— START DATASET EXTRACT —
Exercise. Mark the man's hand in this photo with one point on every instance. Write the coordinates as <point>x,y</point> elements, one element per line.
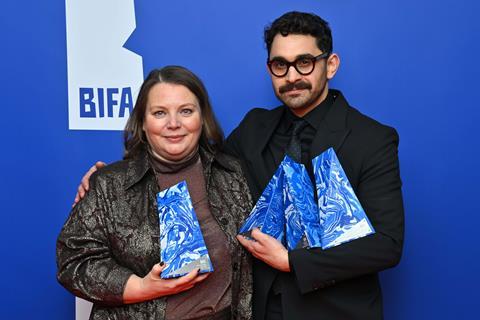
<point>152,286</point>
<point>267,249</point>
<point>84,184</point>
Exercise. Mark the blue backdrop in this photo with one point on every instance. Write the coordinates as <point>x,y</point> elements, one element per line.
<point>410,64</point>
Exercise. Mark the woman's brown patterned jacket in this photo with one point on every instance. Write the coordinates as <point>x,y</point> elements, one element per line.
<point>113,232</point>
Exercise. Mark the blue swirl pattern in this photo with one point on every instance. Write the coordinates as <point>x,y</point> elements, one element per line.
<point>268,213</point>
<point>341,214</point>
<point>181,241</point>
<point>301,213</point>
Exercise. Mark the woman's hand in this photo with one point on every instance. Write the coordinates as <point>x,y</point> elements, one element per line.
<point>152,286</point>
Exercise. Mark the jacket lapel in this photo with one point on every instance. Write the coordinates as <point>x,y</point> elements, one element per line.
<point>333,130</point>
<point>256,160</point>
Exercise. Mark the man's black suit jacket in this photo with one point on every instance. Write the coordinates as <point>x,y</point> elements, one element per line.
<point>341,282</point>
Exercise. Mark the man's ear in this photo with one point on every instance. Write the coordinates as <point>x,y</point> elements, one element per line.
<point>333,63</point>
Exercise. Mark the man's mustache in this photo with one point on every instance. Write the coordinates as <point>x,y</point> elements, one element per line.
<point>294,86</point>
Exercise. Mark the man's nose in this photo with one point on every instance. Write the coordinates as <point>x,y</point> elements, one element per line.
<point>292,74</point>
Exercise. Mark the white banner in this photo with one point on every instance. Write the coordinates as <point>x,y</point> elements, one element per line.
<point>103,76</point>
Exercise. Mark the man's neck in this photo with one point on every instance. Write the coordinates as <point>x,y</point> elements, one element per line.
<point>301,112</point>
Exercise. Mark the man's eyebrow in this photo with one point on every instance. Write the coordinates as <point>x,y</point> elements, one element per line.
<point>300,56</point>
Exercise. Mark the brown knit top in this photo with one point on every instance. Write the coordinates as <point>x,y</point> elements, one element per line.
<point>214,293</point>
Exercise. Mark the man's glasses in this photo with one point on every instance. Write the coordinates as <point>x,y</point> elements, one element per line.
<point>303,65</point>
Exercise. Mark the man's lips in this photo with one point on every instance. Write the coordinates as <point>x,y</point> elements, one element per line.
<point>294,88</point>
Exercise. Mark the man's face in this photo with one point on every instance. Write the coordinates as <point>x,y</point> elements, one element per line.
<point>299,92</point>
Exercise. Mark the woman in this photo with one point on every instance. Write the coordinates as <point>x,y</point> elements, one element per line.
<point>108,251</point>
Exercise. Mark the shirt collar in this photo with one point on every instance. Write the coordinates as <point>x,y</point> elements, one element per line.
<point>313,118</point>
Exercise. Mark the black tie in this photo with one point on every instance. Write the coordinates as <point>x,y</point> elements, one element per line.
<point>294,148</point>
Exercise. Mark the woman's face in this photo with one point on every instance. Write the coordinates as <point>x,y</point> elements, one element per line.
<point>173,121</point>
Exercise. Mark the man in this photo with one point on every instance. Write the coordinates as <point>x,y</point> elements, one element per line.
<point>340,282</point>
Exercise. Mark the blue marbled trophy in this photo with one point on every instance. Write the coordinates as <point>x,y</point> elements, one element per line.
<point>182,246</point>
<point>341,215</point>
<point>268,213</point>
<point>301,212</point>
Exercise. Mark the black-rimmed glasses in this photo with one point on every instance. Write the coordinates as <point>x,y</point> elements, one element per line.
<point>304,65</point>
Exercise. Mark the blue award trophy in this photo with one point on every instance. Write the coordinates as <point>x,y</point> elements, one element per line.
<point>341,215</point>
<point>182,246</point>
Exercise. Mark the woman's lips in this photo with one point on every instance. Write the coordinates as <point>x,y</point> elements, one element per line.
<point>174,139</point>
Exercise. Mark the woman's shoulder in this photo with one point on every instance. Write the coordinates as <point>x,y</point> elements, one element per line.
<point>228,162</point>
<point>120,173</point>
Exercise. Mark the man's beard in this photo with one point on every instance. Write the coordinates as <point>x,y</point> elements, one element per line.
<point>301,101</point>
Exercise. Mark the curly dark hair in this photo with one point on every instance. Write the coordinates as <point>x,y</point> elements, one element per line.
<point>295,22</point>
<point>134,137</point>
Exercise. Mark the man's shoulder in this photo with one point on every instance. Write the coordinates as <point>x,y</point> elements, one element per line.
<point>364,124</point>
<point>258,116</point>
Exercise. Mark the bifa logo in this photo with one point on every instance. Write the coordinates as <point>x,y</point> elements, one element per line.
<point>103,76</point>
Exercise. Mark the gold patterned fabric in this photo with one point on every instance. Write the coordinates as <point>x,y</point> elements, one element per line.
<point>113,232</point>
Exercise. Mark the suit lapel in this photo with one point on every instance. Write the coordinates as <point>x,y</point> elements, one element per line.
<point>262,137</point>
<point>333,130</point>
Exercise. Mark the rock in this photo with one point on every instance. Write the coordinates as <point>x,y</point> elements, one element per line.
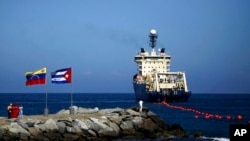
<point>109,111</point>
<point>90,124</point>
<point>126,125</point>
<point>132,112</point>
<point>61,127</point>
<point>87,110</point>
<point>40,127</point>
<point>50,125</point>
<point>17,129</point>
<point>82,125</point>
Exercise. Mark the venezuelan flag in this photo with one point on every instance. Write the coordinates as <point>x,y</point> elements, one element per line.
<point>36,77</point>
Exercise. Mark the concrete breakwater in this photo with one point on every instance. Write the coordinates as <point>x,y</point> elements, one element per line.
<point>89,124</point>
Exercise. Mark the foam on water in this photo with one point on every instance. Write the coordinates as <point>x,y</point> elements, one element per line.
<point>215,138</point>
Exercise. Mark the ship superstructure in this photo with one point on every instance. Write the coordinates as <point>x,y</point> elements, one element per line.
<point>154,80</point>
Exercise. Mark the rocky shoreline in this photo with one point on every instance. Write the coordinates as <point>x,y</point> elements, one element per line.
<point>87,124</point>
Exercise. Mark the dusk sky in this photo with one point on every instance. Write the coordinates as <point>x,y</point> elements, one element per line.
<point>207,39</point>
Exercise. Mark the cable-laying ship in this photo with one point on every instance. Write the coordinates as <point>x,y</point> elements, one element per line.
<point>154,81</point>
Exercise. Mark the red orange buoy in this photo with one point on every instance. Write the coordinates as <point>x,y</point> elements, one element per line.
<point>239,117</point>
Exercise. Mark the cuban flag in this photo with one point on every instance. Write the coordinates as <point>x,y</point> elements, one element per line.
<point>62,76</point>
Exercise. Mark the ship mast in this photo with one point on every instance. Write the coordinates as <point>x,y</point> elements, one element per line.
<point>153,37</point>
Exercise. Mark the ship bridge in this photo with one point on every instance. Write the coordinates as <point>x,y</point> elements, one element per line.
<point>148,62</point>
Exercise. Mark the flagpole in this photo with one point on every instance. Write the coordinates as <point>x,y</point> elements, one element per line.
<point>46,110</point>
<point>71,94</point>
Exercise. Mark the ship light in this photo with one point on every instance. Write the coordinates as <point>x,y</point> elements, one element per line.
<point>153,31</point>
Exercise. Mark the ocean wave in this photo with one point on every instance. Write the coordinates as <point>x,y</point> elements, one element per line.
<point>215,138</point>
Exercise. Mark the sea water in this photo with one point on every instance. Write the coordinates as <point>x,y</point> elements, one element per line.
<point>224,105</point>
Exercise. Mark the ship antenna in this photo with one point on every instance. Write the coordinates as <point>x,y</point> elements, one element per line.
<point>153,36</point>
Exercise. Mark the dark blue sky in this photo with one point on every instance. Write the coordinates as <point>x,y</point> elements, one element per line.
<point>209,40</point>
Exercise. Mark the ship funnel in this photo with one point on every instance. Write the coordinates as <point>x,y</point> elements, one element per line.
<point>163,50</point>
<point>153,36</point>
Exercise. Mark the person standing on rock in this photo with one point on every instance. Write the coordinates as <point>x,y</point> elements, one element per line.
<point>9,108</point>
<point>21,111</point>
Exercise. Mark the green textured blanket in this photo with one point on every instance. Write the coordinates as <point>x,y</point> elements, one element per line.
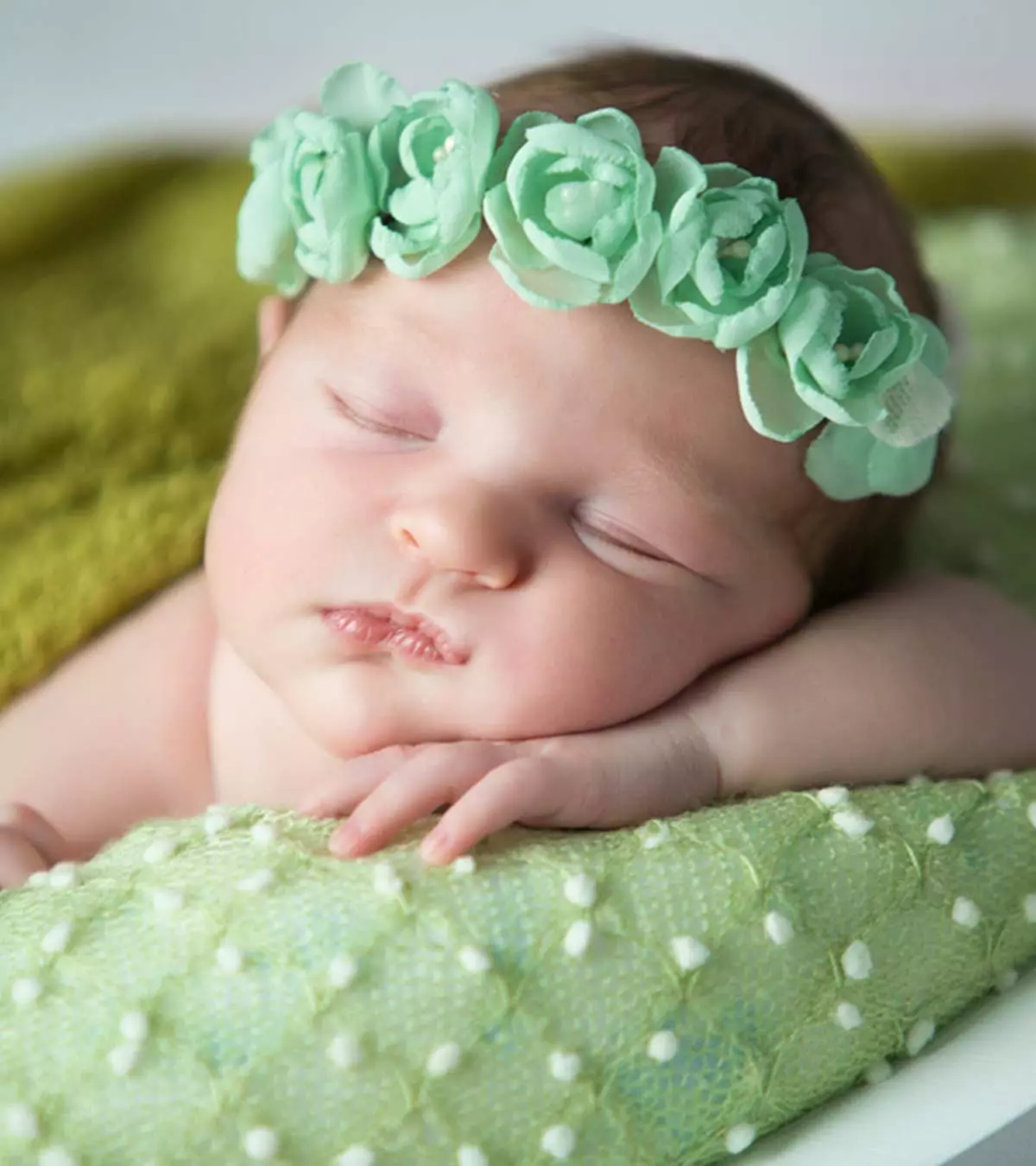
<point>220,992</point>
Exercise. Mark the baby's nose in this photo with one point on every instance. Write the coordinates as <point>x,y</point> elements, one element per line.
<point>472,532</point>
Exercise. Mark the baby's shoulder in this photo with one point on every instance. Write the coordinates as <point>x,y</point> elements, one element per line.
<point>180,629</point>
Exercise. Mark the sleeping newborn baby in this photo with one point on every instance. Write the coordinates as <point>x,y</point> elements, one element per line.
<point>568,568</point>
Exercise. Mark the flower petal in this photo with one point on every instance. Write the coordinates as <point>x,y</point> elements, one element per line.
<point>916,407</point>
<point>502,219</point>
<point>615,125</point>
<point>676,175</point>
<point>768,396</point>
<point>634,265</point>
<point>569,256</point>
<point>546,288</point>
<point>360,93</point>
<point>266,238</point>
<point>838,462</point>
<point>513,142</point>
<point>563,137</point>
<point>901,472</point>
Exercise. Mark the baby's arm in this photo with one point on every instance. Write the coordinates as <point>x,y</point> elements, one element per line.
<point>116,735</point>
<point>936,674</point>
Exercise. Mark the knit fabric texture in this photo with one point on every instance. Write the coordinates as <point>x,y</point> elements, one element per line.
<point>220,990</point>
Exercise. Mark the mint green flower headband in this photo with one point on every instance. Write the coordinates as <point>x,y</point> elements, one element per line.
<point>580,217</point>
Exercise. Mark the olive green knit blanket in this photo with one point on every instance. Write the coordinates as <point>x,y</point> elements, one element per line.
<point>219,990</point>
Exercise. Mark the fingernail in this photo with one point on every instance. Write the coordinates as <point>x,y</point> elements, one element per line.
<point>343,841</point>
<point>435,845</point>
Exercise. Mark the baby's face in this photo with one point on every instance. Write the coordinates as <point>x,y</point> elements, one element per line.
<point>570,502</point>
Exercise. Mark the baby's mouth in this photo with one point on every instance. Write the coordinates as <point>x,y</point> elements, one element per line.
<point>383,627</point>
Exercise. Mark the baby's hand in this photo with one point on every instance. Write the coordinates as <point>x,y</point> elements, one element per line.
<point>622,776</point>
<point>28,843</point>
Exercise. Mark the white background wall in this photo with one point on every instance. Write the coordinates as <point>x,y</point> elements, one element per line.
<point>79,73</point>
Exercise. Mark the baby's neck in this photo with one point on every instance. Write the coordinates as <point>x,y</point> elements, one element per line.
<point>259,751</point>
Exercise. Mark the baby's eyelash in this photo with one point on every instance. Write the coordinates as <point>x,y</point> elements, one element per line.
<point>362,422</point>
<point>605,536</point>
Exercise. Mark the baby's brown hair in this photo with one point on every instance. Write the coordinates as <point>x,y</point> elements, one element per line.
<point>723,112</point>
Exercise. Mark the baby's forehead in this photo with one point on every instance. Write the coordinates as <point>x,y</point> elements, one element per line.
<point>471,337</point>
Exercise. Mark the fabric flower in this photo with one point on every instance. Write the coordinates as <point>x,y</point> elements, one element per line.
— END DATASET EXTRACT —
SHORT PROBLEM — Quote, word for word, every line starting at the one that contains "Exercise. Mark the baby's face" and ending with the final line of the entries.

OUTPUT FOR THIS TASK —
Exercise. Mark the baby's face in this photo with one point on every instance. Write the coordinates as <point>x,y</point> elements, one element per line.
<point>570,502</point>
Exercise. Mark the baby's mouth in this photo with one point on every instance. Write the coordinates as <point>x,y</point> elements, one element per line.
<point>383,627</point>
Exercise. Mark the baby's hand in this photo with one point on every instance. Write the coordinates as <point>x,y</point> elements, one element per line.
<point>622,776</point>
<point>28,843</point>
Exercise. Mark the white background wall in this photo with one point on every instance. Write the coordinates as <point>x,y</point> elements, one element per line.
<point>79,73</point>
Exercise. Mark the baby's neck in this photo with one point on every instance. Write the coordinates as <point>x,y</point> elements, one element per line.
<point>259,751</point>
Exercise. Mark the baby's eyelash in this photo with one point on every instance. Write the coordinates as <point>x,y</point> elements, one element per line.
<point>362,422</point>
<point>605,536</point>
Exercise. Mark the baby's brown hair in this photo with one point on every instance. Write the coordinates as <point>x,y</point> elements, one element per line.
<point>723,112</point>
Exercise. Mark the baby's forehead in this photo with one point on every instance. Write the coordinates as <point>x,y</point> elements, one element per line.
<point>471,337</point>
Exercise. Mark the fabric flower in this photo with one point on every instance. Write the coordinates as <point>x,y</point> elements, one element per line.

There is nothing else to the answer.